Copy the passage of the power scheduler email reply below from "I can see that" to "can later cancel.", word for word.

= Reading text =
--- START ---
Re: [RFC][PATCH 0/9] sched: Power scheduler design proposal

From: Arjan van de Ven
Date: Mon Jul 15 2013 - 16:37:50 EST


On 7/15/2013 12:59 PM, Peter Zijlstra wrote:

this is where it gets complicated ;-( the race-to-idle depends on the type of
code that is running, if things are memory bound it's outright not true, but
for compute bound it often is.

So you didn't actually answer the question about when you'd program a less than
max P state. Your recommended interface also glaringly lacks the
arch_please_go_slower_noaw() function.

an arch_you_may_go_slower_now() might make sense, sure.
(I am not aware of anything DEMANDING to go slower, unlike the go faster side of things)
I can see that be useful when you stop running that realtime task
or similar conditions.

Alternative would be to make the "go faster" side be a lease kind of thing
that you can later cancel.

So you can program any P state; but the hardware is free do as it pleases but
not slower than the lowest P state. So clearly the hardware is 'smart'.

any device on the market has some level of smarts there, just by virtue of dual core
and on board graphics. Even the ARM world has various smarts there (and will get more
no doubt over time)

Going by your interface there's also not much influence as to where the 'power'
goes; can we for example force the GPU to clock lower in order to 'free' up
power for cores?
--- END ---
= Data excerpts =
--- START ---
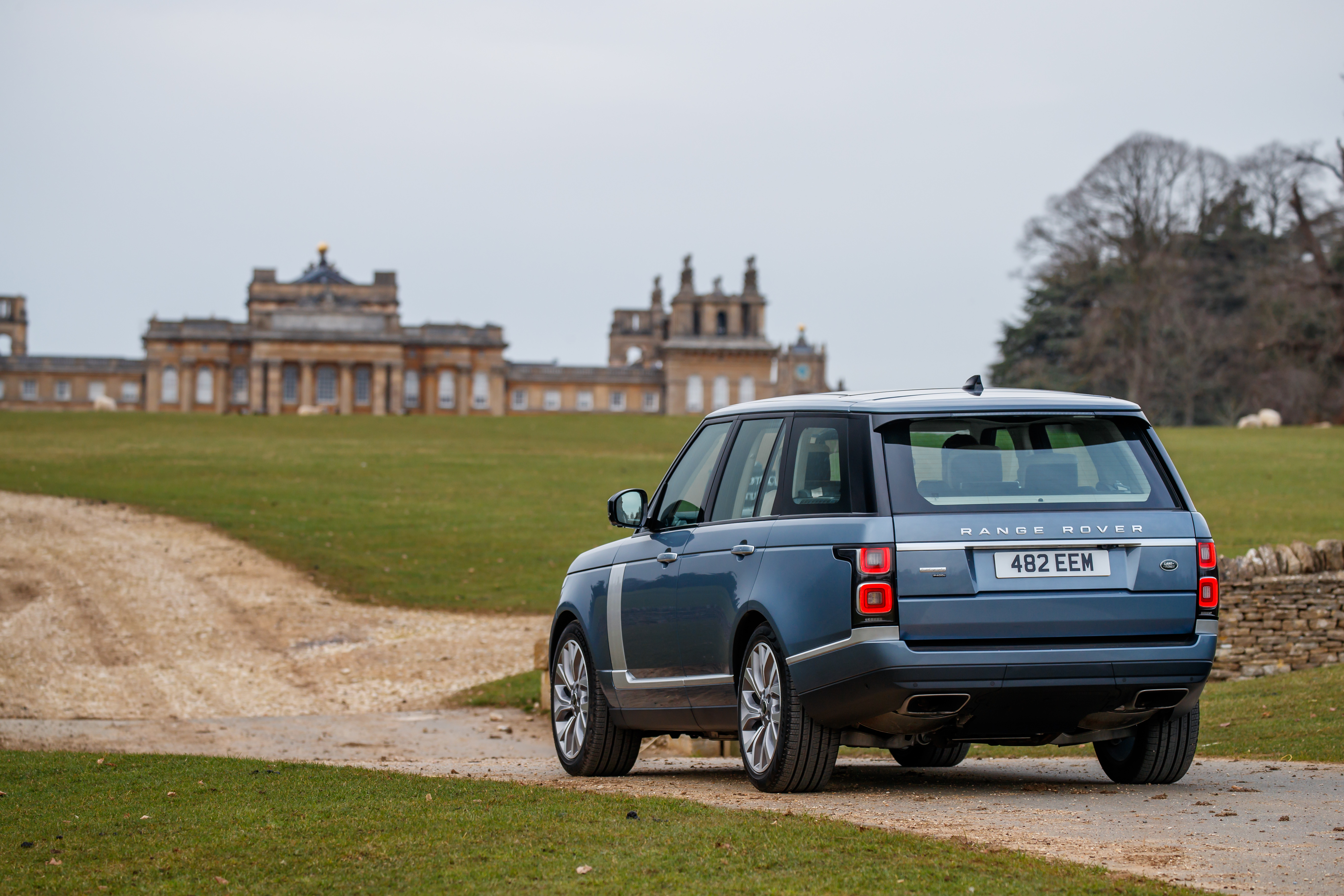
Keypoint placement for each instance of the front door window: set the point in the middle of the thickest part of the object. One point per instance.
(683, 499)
--- END ---
--- START ---
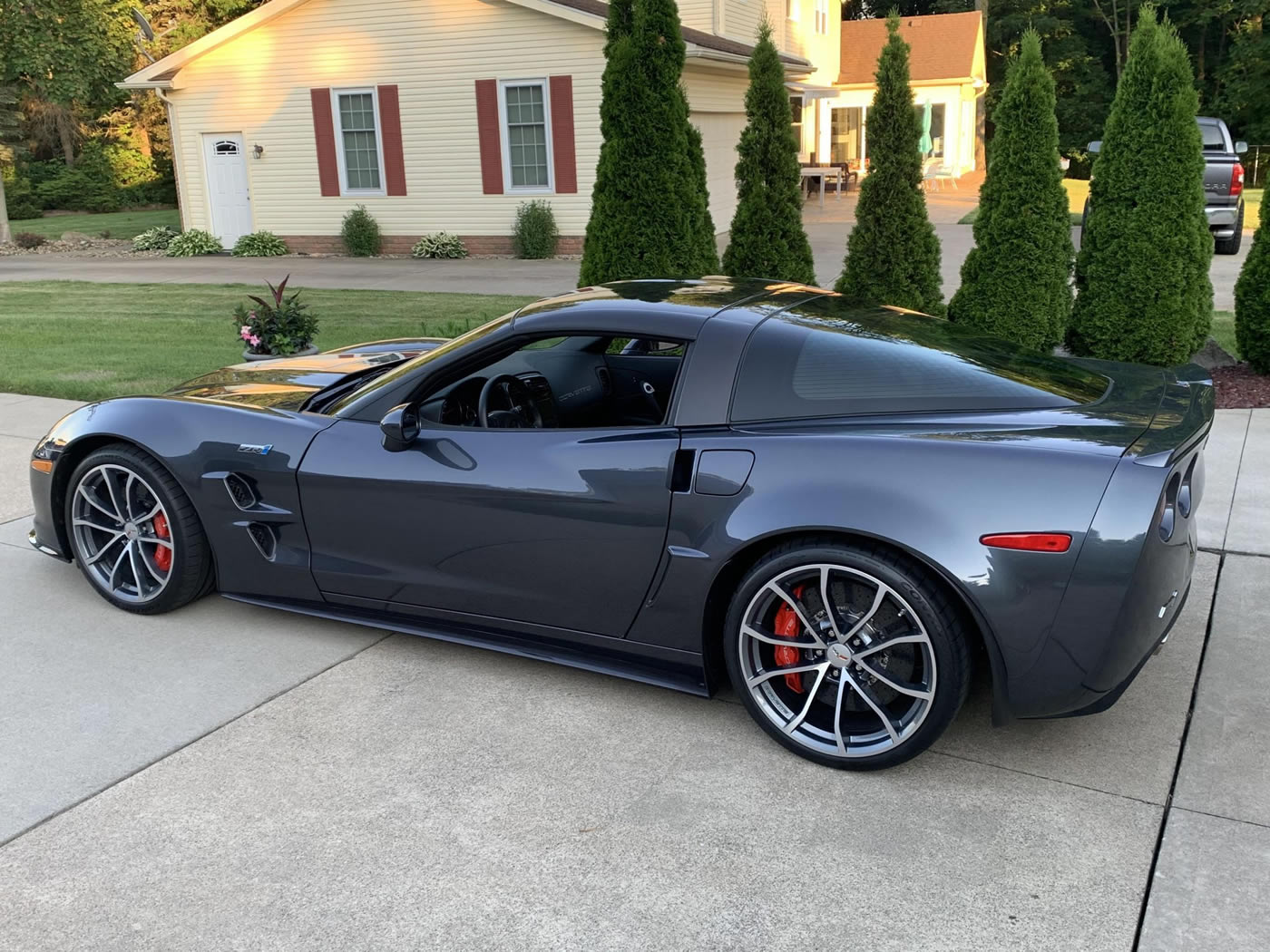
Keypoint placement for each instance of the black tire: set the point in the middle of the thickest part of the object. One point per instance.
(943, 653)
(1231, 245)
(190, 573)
--- END ---
= Complete response =
I can see that be useful when you stop running that realtime task
or similar conditions.

Alternative would be to make the "go faster" side be a lease kind of thing
that you can later cancel.